• Task to carry out
The records that follow should be retyped word for word.

• Source material
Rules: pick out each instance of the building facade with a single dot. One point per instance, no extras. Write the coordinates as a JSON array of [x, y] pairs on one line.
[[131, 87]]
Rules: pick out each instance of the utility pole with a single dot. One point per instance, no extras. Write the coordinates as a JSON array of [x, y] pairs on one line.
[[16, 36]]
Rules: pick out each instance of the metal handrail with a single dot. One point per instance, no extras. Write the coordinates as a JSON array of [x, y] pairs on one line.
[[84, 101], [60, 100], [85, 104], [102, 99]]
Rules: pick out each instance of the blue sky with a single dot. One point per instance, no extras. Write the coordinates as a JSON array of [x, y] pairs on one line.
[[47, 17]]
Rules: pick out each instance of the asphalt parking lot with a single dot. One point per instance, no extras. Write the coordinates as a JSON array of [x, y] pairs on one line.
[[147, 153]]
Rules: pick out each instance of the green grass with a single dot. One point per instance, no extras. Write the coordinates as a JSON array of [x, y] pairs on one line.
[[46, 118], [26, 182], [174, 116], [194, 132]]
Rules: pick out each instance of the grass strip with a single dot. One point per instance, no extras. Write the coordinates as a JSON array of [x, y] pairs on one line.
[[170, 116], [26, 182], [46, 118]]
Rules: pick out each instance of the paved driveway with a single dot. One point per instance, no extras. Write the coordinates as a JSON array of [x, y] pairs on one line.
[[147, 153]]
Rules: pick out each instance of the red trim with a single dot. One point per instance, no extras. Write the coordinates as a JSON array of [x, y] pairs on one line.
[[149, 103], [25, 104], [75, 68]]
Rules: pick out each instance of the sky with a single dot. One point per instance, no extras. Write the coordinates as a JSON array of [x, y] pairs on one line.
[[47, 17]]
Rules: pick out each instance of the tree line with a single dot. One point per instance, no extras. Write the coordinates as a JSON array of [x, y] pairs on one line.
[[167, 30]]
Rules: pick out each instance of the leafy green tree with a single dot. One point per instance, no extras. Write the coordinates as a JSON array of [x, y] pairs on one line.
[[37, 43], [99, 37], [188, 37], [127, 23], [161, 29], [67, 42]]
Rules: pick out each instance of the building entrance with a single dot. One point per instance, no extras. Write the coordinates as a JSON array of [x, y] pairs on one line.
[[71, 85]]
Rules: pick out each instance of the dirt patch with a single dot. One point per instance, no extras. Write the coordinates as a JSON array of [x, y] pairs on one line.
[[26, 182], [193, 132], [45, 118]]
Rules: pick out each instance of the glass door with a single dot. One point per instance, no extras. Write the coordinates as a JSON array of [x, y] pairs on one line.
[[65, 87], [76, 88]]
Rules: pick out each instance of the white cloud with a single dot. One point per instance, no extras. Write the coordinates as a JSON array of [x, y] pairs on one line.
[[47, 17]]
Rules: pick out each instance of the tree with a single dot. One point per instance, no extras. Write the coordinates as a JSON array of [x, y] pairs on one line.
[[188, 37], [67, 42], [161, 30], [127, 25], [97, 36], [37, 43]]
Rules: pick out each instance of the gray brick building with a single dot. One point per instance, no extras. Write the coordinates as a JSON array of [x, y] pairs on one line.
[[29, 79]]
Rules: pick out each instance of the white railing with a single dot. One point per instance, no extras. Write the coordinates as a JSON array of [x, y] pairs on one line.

• Response below
Rules: pick out each instance of the building facade with a single dot. One point per instance, no extras. Write the coordinates as a JSON array of [x, y] pairs on one line.
[[131, 87]]
Rules: pick out each instance of the utility pole with a single dot. One point per instance, no extras. Write the coordinates as a JSON array of [x, y] pairs on one line.
[[16, 36]]
Rules: pick out each instance of the metal handrail with a single dot. One point per instance, no extras. Write the coordinates as a JSON array of [x, y] pairs on one line.
[[84, 101], [60, 100], [85, 104], [102, 99]]
Rules: pick out each instance of the blue sky with a single dot. One point per instance, no extras. Write the coordinates as a JSON array of [x, y] pairs on one line.
[[47, 17]]
Rules: pick out each instance of the asphalt parking lot with a single dot. One point per instance, no extras. Write the coordinates as a JSON array of [x, y] pairs on one line.
[[147, 153]]
Rules: pick out each instance of the green grass with a single dot. One point per instance, no extras. Write the coordinates as a JSON array of [x, y] pairs on one line.
[[46, 118], [26, 182], [174, 116], [194, 132]]
Rules: pick out each instance of the grass strip with a single dot. One point per instance, no extras. Write the coordinates as a JSON array of [x, y] pairs on one line.
[[170, 116], [26, 182], [46, 118]]
Rules: pick out each instance of the paved driveway with a single dot. One point per instance, no extras. Write the coordinates as a JSON array of [x, y] pairs on one line.
[[147, 153]]
Rules: pick out each instance of the red trim with a single dot. One point per instance, no extras. Write the coordinates as a JSON array of [x, y] pairs on one line.
[[149, 103], [25, 104], [75, 68]]
Rules: pick out each instance of the sky with a single dot. One point per instance, no extras. Write the coordinates as a JSON array of [x, y] pairs on one line.
[[47, 17]]
Rules: pick out each instance of the tree line with a single dot. One point per instance, no extras. Write the coordinates as a JSON array of [x, y] pairs on one line.
[[167, 30]]
Rules: pick out each instance of the leafy green tree with a single dot. One point per instance, no extras. Write the coordinates as a JSON array of [x, y] pairs on one line.
[[37, 43], [99, 37], [188, 37], [127, 23], [161, 29], [67, 42]]
Rules: pick out each instance of the building entrance with a single dot. One point per instance, no extras. Write the coordinates as a JSON array of [x, y] pairs on one line.
[[71, 85]]
Rules: pick out each instance of the dirt patch with a single dot. One point per instance, no extras. Write the coordinates as a JSON array of [x, y] pairs on one line.
[[26, 182], [193, 132], [45, 118]]
Rules: pick out each instance of the glass door with a single dot. One point per instance, no extras. Write the coordinates as a JSON array of [x, y] pairs on one line.
[[65, 87], [76, 88]]
Rules: pick out each instance of the white cloud with a single dot. One point per instance, no extras. Write the coordinates as a JSON array of [x, y] pairs on one line.
[[47, 17]]
Rules: pick out each instance of the tree with a single dot. One point per instance, no extras. Write the coordinates as a JSON array of [x, y] pairs on one line.
[[188, 37], [67, 42], [161, 30], [127, 25], [97, 36], [37, 43]]
Rules: pick out each instance of the gray brick building with a single dot. One point per instance, no extras. Write the coordinates as a JSON array of [x, y] pairs on one line.
[[29, 79]]
Rules: pick out each instance of the white railing with a single dot. One point per instance, no extras. Write the coordinates as a JSON array of [x, y] pairs on one line.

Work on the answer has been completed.